» Exercise objective:
Restate the listing below exactly, images excluded.

» Input:
+++

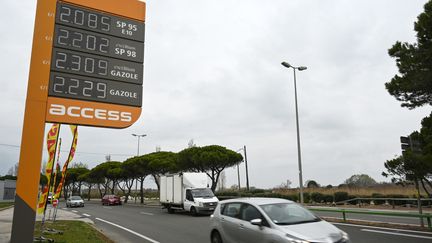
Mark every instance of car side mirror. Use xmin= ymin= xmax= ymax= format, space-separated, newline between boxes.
xmin=250 ymin=218 xmax=262 ymax=226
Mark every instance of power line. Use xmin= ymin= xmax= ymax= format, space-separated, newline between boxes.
xmin=0 ymin=143 xmax=134 ymax=157
xmin=0 ymin=143 xmax=20 ymax=148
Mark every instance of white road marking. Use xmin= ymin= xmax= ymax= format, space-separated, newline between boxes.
xmin=140 ymin=212 xmax=154 ymax=216
xmin=83 ymin=213 xmax=91 ymax=217
xmin=332 ymin=222 xmax=432 ymax=235
xmin=96 ymin=217 xmax=160 ymax=243
xmin=102 ymin=206 xmax=112 ymax=209
xmin=71 ymin=210 xmax=78 ymax=213
xmin=361 ymin=229 xmax=432 ymax=239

+++

» Exercise result:
Mark every instance of car side mirror. Use xmin= ymin= xmax= ymax= format, space-separated, newline between boxes.
xmin=250 ymin=218 xmax=262 ymax=226
Mark every instance of power line. Use xmin= ymin= xmax= ymax= format, space-separated, newline between boxes.
xmin=0 ymin=143 xmax=134 ymax=157
xmin=0 ymin=143 xmax=20 ymax=148
Mark every instance of white road marking. Use xmin= ymin= xmax= ymax= format, space-separated, newline between boxes.
xmin=140 ymin=212 xmax=154 ymax=216
xmin=83 ymin=213 xmax=91 ymax=217
xmin=332 ymin=222 xmax=432 ymax=235
xmin=96 ymin=217 xmax=160 ymax=243
xmin=102 ymin=206 xmax=112 ymax=209
xmin=71 ymin=210 xmax=78 ymax=213
xmin=361 ymin=229 xmax=432 ymax=239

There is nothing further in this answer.